■ PROBLEM TO SOLVE
Locate each line in the records containing "green". Copy it.

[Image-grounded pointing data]
*** Begin section ***
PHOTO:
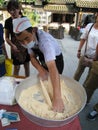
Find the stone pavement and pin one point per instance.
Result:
(69, 47)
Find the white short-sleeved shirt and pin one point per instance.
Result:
(92, 40)
(48, 45)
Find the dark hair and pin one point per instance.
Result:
(30, 31)
(13, 4)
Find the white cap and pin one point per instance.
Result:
(21, 24)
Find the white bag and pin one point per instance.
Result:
(7, 90)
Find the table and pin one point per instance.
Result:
(25, 124)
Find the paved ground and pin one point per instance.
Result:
(69, 48)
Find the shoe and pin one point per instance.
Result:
(92, 115)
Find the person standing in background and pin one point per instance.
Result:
(91, 84)
(19, 54)
(45, 55)
(91, 35)
(3, 52)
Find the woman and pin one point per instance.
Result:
(3, 53)
(91, 36)
(18, 53)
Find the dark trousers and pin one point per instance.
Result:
(59, 60)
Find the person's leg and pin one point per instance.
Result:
(87, 76)
(59, 63)
(80, 70)
(27, 69)
(16, 70)
(96, 107)
(91, 85)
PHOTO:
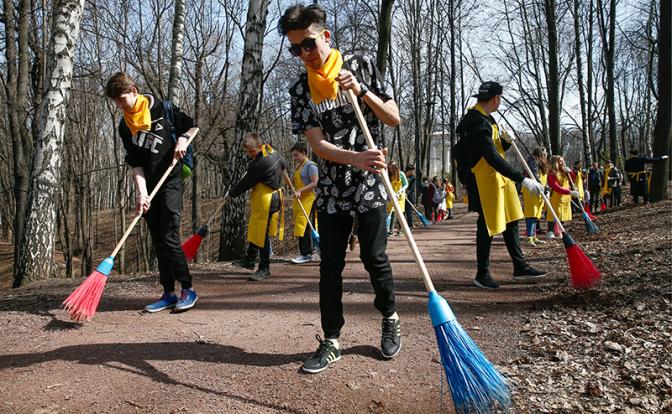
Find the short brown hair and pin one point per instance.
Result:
(300, 17)
(300, 147)
(118, 84)
(251, 140)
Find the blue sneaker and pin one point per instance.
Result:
(168, 300)
(187, 300)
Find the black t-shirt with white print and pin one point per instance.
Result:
(153, 150)
(343, 189)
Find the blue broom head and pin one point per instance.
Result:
(475, 384)
(105, 267)
(591, 227)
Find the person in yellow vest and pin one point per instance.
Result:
(450, 198)
(533, 205)
(561, 193)
(399, 184)
(264, 177)
(304, 181)
(491, 186)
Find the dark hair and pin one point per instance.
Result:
(118, 84)
(300, 17)
(300, 147)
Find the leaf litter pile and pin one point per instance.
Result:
(608, 349)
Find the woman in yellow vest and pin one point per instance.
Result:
(491, 186)
(561, 195)
(399, 185)
(304, 181)
(264, 177)
(533, 205)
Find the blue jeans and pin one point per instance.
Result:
(531, 226)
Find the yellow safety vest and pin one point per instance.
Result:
(306, 200)
(498, 195)
(260, 205)
(561, 203)
(533, 205)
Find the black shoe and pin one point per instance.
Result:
(390, 342)
(326, 354)
(244, 263)
(528, 273)
(485, 282)
(261, 274)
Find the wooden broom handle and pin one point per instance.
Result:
(192, 134)
(388, 187)
(529, 172)
(298, 201)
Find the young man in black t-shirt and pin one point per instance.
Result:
(152, 142)
(349, 183)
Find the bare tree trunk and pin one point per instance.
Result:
(553, 82)
(384, 34)
(37, 250)
(663, 129)
(587, 150)
(177, 49)
(232, 236)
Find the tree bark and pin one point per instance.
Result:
(663, 129)
(37, 250)
(232, 236)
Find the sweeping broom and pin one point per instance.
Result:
(583, 272)
(591, 227)
(474, 382)
(81, 305)
(423, 219)
(192, 244)
(313, 233)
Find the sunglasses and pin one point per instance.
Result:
(308, 44)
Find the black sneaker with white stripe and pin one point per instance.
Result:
(390, 341)
(326, 354)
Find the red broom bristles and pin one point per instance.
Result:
(191, 245)
(81, 305)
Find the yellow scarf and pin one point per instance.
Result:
(139, 118)
(322, 81)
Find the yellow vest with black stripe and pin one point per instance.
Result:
(561, 203)
(498, 195)
(307, 199)
(533, 205)
(260, 205)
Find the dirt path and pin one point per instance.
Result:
(241, 348)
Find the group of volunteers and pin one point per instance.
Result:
(343, 193)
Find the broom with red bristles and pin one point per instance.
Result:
(583, 272)
(192, 244)
(81, 305)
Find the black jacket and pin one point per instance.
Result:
(267, 170)
(475, 130)
(153, 151)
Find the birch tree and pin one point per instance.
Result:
(36, 260)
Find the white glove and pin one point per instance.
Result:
(532, 186)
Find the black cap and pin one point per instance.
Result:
(488, 89)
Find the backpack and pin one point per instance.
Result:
(188, 159)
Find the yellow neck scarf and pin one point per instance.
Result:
(322, 81)
(139, 118)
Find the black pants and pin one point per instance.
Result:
(163, 220)
(265, 251)
(484, 241)
(334, 232)
(306, 241)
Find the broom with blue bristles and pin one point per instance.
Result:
(475, 384)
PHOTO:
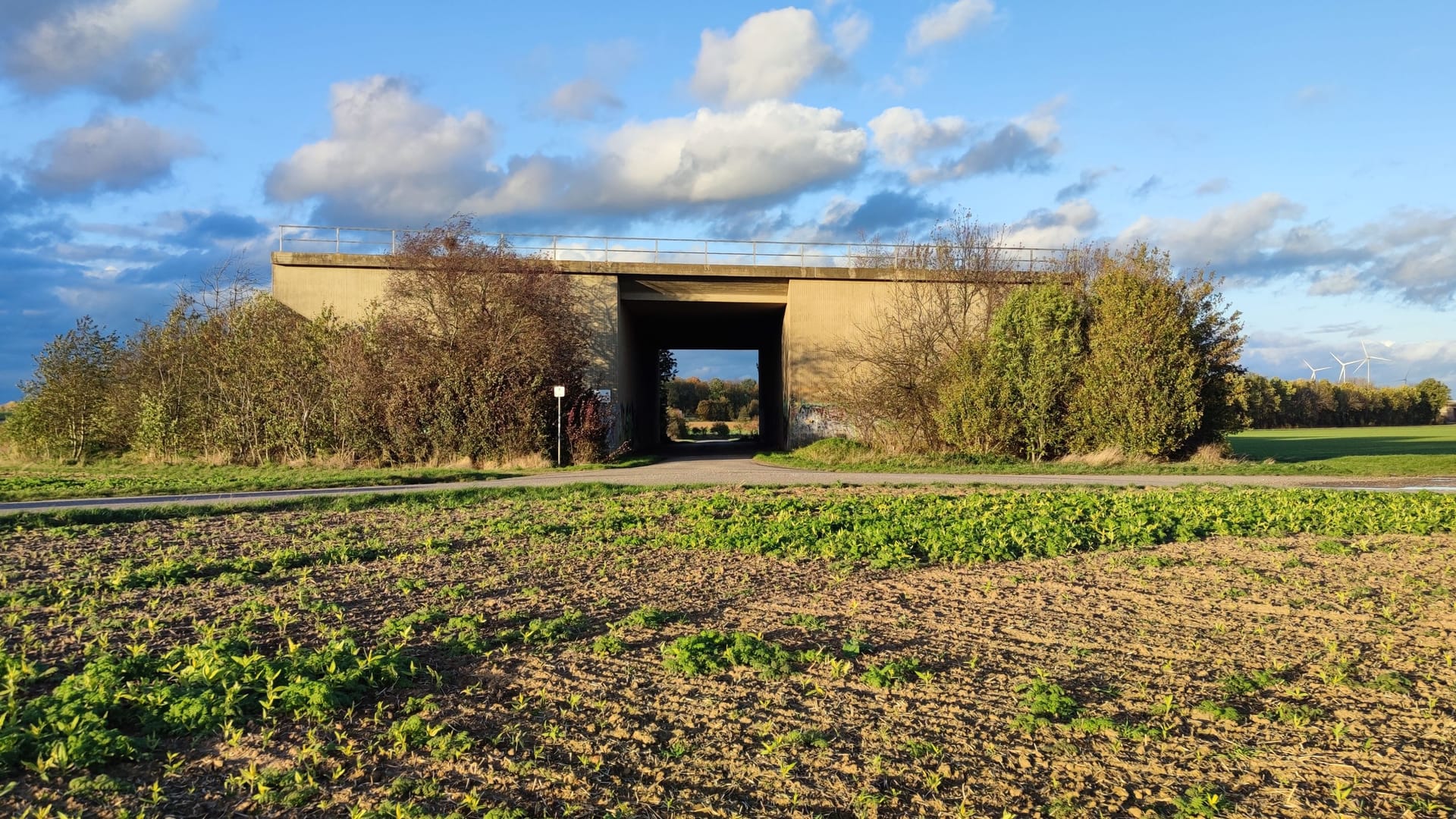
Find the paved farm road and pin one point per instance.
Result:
(724, 464)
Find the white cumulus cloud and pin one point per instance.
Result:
(1024, 145)
(126, 49)
(394, 159)
(1234, 234)
(108, 153)
(769, 57)
(389, 155)
(946, 22)
(903, 134)
(767, 150)
(1410, 253)
(1059, 228)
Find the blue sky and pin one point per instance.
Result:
(1301, 149)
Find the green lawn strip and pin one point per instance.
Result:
(1334, 452)
(123, 479)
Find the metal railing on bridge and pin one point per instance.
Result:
(752, 253)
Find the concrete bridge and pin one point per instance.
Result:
(794, 303)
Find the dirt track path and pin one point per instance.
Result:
(727, 465)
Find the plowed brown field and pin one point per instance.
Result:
(1280, 676)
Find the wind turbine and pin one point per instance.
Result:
(1367, 365)
(1343, 365)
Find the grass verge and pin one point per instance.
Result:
(1337, 452)
(128, 479)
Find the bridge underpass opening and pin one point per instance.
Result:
(714, 387)
(648, 327)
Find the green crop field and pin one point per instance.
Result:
(1334, 452)
(811, 651)
(118, 479)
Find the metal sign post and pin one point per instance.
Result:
(561, 392)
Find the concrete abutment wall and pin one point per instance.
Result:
(799, 321)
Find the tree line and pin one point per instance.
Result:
(1112, 350)
(1272, 403)
(714, 400)
(456, 363)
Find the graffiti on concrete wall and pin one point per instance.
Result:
(813, 422)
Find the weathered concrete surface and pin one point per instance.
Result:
(800, 319)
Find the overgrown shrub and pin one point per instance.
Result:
(588, 425)
(67, 410)
(457, 363)
(1009, 394)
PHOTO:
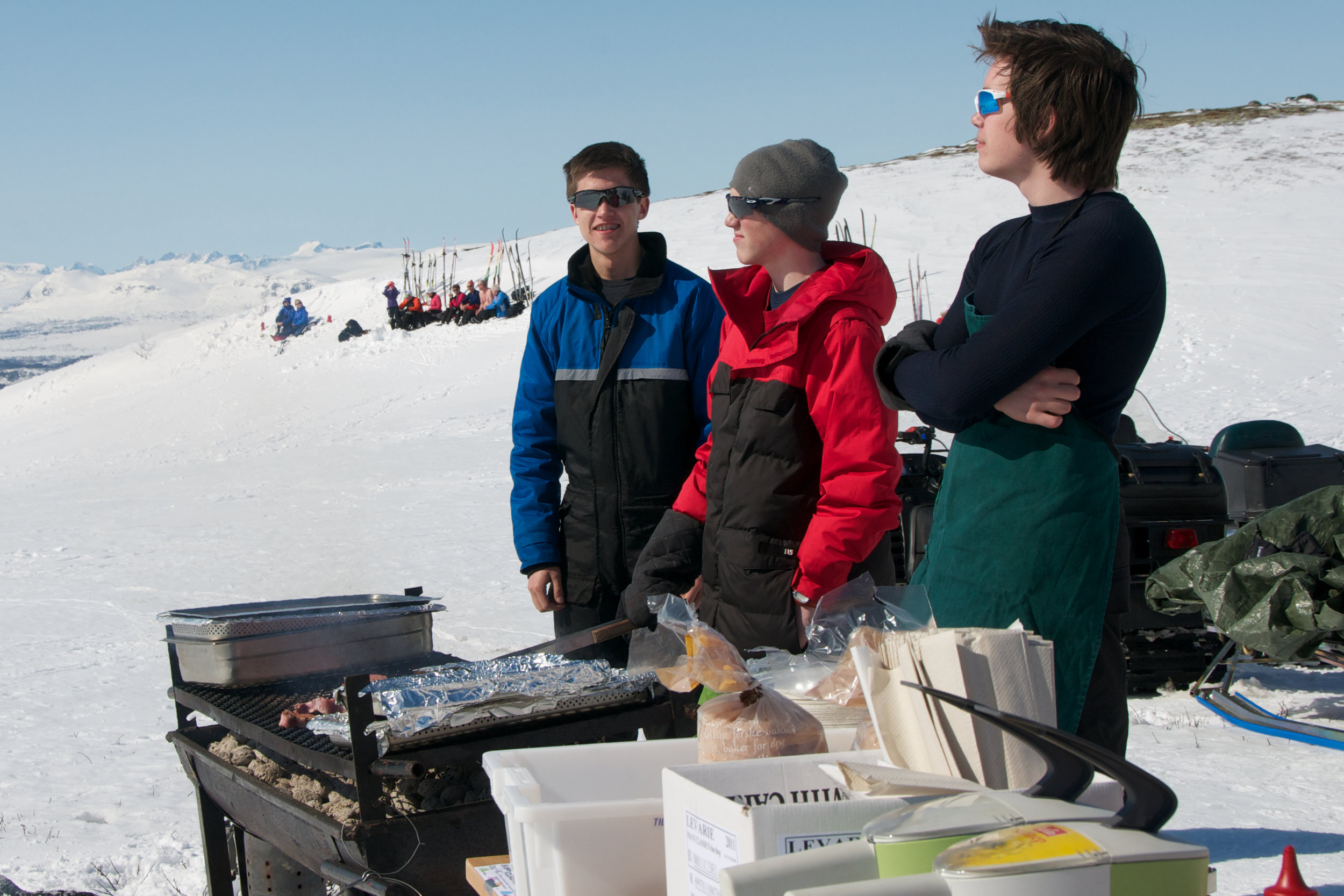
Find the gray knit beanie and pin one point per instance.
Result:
(793, 170)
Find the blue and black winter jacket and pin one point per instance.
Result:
(616, 398)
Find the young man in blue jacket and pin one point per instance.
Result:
(612, 391)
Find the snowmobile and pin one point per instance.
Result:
(1174, 497)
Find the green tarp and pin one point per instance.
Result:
(1283, 604)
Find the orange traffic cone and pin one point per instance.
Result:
(1289, 880)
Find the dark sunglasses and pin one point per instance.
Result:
(744, 206)
(616, 197)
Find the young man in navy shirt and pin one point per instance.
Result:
(1053, 326)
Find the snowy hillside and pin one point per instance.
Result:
(211, 468)
(54, 318)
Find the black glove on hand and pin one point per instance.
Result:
(636, 609)
(914, 338)
(671, 561)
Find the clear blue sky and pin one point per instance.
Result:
(147, 128)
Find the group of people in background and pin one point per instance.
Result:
(292, 319)
(477, 304)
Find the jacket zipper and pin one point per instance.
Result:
(608, 315)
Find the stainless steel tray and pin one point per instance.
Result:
(348, 647)
(264, 617)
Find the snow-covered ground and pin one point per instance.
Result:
(211, 467)
(53, 318)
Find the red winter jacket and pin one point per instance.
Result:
(797, 480)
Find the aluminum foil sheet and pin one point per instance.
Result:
(459, 693)
(337, 726)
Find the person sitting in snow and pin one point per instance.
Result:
(412, 312)
(471, 304)
(285, 319)
(455, 300)
(498, 307)
(394, 312)
(300, 320)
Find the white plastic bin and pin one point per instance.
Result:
(587, 820)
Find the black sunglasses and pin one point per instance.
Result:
(614, 197)
(744, 206)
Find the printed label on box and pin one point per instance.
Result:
(797, 843)
(791, 797)
(707, 849)
(499, 879)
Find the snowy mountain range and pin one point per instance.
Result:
(189, 461)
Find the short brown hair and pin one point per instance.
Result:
(1090, 84)
(609, 155)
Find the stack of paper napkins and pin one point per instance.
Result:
(1011, 671)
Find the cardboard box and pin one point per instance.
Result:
(491, 876)
(727, 813)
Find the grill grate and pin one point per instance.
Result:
(261, 706)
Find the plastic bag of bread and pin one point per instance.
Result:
(710, 660)
(756, 723)
(746, 720)
(842, 685)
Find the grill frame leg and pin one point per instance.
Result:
(214, 845)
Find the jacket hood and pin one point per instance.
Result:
(647, 280)
(854, 275)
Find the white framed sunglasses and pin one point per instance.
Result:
(990, 101)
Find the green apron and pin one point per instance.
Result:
(1025, 528)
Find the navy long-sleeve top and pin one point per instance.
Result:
(1093, 302)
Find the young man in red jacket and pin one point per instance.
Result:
(795, 491)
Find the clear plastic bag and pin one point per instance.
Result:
(842, 687)
(666, 644)
(710, 660)
(756, 723)
(788, 672)
(861, 604)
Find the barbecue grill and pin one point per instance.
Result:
(382, 852)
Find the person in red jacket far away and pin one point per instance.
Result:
(795, 491)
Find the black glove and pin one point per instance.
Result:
(671, 561)
(635, 607)
(914, 338)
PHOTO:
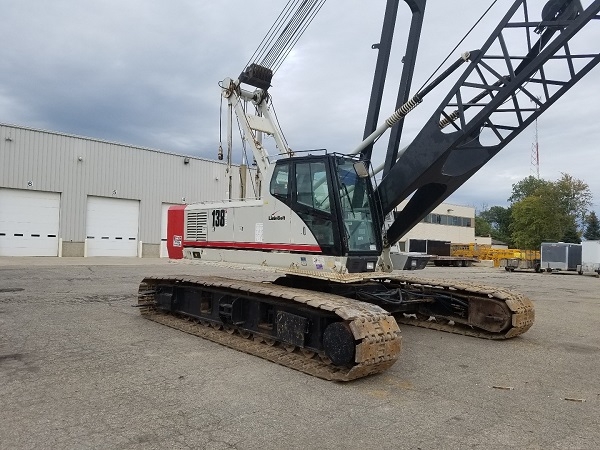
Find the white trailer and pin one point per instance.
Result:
(590, 258)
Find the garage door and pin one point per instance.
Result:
(29, 223)
(112, 226)
(163, 230)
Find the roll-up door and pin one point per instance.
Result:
(29, 222)
(112, 226)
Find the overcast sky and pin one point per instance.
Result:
(146, 73)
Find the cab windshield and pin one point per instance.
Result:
(356, 211)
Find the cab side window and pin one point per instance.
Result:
(312, 189)
(280, 181)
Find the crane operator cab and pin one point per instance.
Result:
(333, 196)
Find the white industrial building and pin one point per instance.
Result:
(65, 195)
(447, 222)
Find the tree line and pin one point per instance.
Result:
(542, 211)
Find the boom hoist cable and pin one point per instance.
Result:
(279, 41)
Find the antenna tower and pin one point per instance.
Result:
(535, 155)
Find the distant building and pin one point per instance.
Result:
(447, 222)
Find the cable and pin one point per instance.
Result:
(459, 43)
(289, 26)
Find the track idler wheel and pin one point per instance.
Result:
(339, 344)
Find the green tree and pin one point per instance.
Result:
(548, 211)
(526, 188)
(537, 219)
(592, 227)
(575, 196)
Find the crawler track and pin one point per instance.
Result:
(522, 314)
(375, 332)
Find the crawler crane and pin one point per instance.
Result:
(320, 217)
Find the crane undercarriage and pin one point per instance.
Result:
(329, 333)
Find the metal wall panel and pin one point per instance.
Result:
(77, 167)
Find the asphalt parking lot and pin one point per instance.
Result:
(80, 368)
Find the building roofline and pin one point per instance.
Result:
(104, 141)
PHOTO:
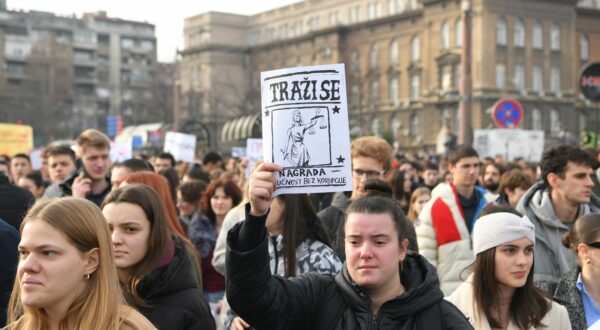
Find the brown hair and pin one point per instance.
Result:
(528, 305)
(229, 188)
(412, 214)
(146, 198)
(373, 147)
(586, 230)
(91, 138)
(99, 304)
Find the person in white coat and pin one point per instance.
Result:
(500, 293)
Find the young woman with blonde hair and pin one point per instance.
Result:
(66, 277)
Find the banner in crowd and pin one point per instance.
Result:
(15, 139)
(181, 146)
(510, 143)
(305, 128)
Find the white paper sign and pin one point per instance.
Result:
(181, 146)
(510, 143)
(120, 151)
(305, 128)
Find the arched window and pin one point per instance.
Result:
(415, 49)
(519, 34)
(538, 36)
(373, 56)
(584, 48)
(445, 35)
(394, 53)
(555, 37)
(458, 32)
(501, 31)
(536, 119)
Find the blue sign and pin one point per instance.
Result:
(508, 113)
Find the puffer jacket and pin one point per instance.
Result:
(556, 318)
(569, 296)
(174, 300)
(318, 301)
(443, 236)
(552, 259)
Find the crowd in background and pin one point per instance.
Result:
(164, 229)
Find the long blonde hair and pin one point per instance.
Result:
(100, 303)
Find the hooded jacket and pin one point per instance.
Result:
(443, 235)
(569, 296)
(552, 259)
(174, 300)
(318, 301)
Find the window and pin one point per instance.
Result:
(354, 62)
(458, 32)
(374, 99)
(394, 91)
(373, 56)
(537, 78)
(375, 126)
(415, 49)
(501, 32)
(355, 96)
(415, 86)
(538, 42)
(413, 131)
(394, 53)
(519, 77)
(519, 34)
(445, 35)
(536, 119)
(457, 75)
(584, 48)
(555, 38)
(446, 77)
(555, 80)
(500, 76)
(554, 122)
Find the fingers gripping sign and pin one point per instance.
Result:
(261, 186)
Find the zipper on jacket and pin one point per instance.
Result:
(274, 240)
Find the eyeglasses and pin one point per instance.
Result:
(595, 245)
(369, 173)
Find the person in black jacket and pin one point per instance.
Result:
(154, 269)
(382, 286)
(14, 202)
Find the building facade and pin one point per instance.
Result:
(403, 62)
(65, 74)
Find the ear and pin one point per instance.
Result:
(92, 260)
(402, 249)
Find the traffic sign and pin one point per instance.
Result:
(508, 113)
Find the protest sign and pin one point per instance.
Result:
(15, 139)
(305, 128)
(181, 146)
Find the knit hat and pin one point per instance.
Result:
(500, 228)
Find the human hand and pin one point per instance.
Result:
(261, 186)
(238, 324)
(81, 186)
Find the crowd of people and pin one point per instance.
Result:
(448, 241)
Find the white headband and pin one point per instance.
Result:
(500, 228)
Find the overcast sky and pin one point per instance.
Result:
(167, 16)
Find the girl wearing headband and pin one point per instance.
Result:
(500, 293)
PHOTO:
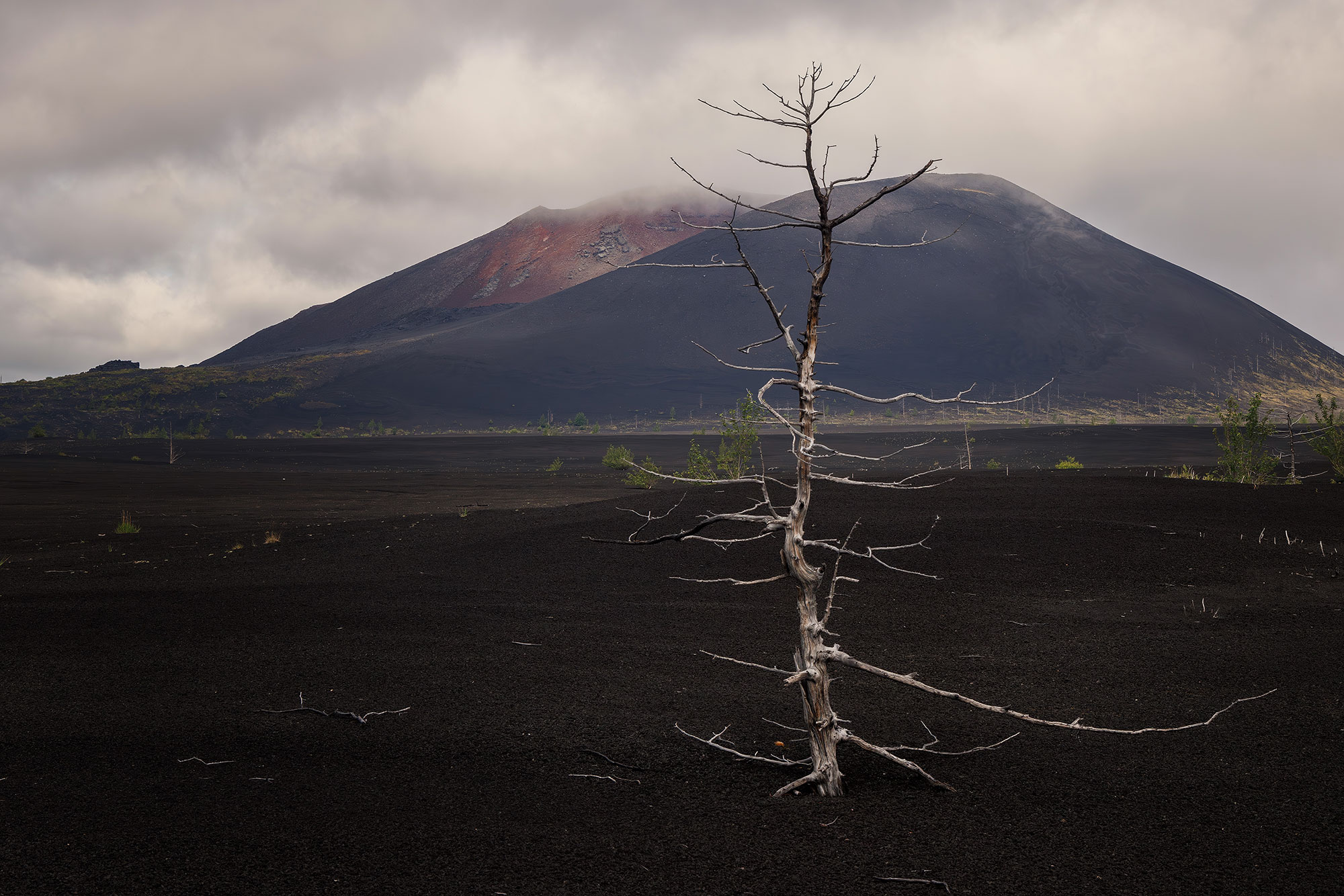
*** End section ***
■ EXERCISE RESPONSE
Find the green lawn strip and pin one point per instance.
Find the green crop field and pin one point per instance.
Find the green tarp and pin one point per instance.
Find the green apron and pin one point per instance.
Find the green tree and pin one point per instance.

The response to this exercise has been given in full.